Reading text:
Definition of airgun
[6] Section 2 of the Arms Act has the following definition of airgun:
"Airgun" includes –
(a) Any air rifle; and
(b) Any air pistol; and
(c) Any weapon from which, by the use of gas or compressed air (and not by force of explosive), any shot, bullet, missile, or other projectile can be discharged:
[7] Section 45 of the Arms Act says:
45 Carrying or possession of firearms, airguns, pistols, restricted weapons, or explosives, except for lawful, proper, and sufficient purpose
(1) Every person commits an offence and is liable on conviction on indictment to imprisonment for a term not exceeding 4 years or to a fine not exceeding $5,000 or to both who, except for some lawful, proper, and sufficient purpose,--
(a) Carries; or
(b) Is in possession of--
any firearm, airgun, pistol, restricted weapon, or explosive.
(2) In any prosecution for an offence against subsection (1) of this section in which it is proved that the defendant was carrying or in possession of any firearm, airgun, pistol, restricted weapon, or explosive, as the case may require, the burden of proving the existence of some lawful, proper, and sufficient purpose shall lie on the defendant.

(Dataset entries)

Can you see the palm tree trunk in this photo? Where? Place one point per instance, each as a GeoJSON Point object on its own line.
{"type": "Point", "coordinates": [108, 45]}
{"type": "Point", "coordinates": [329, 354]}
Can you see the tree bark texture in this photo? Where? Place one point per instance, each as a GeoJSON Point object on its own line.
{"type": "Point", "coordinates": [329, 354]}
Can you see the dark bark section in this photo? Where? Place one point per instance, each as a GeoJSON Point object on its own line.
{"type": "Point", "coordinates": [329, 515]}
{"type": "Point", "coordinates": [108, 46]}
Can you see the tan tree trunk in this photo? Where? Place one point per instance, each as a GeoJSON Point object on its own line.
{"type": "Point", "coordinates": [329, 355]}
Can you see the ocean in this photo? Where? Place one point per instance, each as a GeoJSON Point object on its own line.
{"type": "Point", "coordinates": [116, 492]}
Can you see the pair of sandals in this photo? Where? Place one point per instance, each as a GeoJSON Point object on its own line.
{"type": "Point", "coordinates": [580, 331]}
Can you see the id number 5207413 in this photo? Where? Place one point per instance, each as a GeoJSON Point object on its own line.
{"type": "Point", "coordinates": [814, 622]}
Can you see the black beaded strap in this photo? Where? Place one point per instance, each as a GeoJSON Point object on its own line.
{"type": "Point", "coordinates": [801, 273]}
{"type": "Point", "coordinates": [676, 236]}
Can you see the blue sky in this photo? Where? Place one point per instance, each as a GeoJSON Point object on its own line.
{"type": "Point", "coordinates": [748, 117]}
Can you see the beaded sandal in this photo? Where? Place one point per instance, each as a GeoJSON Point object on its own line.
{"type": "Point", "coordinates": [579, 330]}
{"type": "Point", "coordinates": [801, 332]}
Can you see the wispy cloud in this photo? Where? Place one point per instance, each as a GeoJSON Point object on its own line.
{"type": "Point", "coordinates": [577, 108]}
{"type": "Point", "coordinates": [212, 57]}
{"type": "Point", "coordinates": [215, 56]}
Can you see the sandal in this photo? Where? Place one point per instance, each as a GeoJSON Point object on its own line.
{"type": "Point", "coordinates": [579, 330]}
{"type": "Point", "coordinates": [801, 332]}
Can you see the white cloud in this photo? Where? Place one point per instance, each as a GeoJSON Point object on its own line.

Your assignment:
Answer these questions from the Arms Act excerpt:
(a) Under section 2, what force must not be used to discharge the projectile for a weapon to count as an airgun?
(b) What is the longest prison term a conviction under section 45(1) can carry?
(c) In a prosecution under subsection (1), who must prove a lawful, proper, and sufficient purpose?
Please rely only on the Arms Act excerpt, not the listing.

Expected output:
(a) Force of explosive.
(b) 4 years.
(c) The defendant.